● Action item: Whenever the word "white" turns up in a line of the data below, copy that line.

Collected data:
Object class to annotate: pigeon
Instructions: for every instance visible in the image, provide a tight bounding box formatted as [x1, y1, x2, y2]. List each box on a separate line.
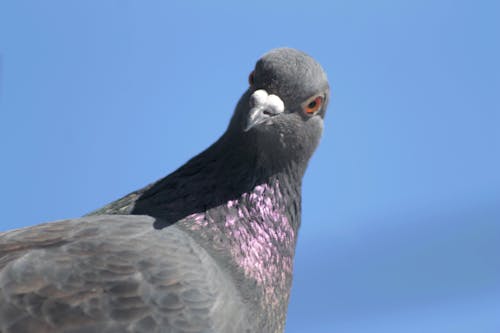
[0, 48, 330, 333]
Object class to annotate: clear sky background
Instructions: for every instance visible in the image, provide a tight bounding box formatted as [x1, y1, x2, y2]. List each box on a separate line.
[0, 1, 499, 332]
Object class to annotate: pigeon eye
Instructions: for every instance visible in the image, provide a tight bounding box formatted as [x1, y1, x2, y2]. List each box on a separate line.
[248, 71, 255, 86]
[303, 95, 323, 115]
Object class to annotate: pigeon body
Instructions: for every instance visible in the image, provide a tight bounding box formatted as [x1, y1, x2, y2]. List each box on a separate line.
[0, 48, 329, 332]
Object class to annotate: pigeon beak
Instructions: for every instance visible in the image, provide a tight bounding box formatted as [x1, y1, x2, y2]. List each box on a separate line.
[244, 106, 269, 132]
[243, 90, 285, 132]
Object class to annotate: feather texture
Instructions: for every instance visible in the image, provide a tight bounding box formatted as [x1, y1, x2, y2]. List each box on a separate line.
[0, 48, 329, 333]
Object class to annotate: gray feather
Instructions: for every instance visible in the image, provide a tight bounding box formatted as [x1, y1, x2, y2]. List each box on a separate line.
[0, 48, 329, 333]
[0, 216, 250, 333]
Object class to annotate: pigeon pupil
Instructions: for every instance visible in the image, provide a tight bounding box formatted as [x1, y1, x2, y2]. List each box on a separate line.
[304, 96, 323, 115]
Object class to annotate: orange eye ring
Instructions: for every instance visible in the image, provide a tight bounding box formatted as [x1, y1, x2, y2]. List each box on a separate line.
[303, 95, 323, 115]
[248, 70, 255, 86]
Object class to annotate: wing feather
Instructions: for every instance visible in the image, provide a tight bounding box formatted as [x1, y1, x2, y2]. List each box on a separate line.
[0, 215, 250, 333]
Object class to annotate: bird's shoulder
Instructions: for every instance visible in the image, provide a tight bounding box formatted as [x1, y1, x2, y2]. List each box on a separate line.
[0, 215, 252, 333]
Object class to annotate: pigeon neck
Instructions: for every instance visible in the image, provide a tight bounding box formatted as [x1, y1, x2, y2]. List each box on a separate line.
[88, 132, 304, 328]
[174, 134, 303, 326]
[224, 126, 310, 180]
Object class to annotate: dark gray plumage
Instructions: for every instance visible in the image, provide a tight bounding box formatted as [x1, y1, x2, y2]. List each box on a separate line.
[0, 48, 330, 333]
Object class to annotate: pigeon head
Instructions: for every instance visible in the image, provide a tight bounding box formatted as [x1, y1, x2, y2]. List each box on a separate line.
[229, 48, 330, 168]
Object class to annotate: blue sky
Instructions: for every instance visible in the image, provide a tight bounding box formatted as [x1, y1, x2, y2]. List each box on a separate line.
[1, 1, 499, 332]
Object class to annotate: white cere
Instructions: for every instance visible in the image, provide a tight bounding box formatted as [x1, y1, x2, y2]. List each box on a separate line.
[249, 89, 285, 115]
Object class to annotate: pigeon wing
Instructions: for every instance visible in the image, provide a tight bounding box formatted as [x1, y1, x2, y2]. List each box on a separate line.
[0, 215, 250, 333]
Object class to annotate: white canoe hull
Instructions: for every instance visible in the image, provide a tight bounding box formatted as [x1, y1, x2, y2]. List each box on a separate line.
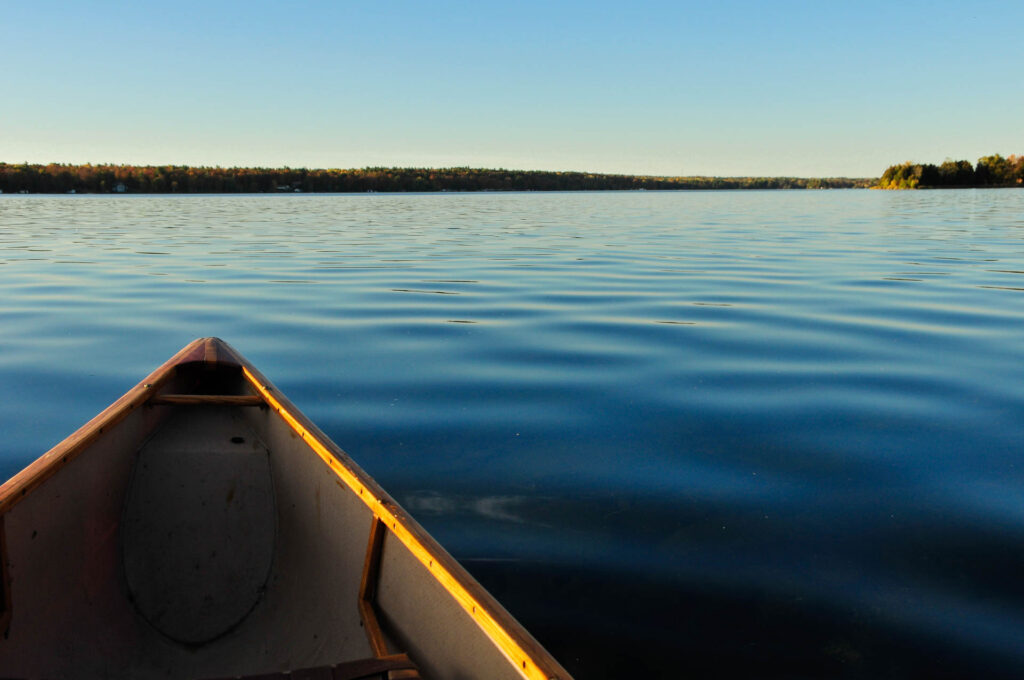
[0, 338, 570, 680]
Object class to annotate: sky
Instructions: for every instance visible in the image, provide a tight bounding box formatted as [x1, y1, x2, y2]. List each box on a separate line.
[2, 0, 1022, 177]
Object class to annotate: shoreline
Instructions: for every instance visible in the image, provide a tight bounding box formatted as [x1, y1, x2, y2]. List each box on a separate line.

● Exercise output:
Object class to annotate: white cere
Object class to annotate: white canoe hull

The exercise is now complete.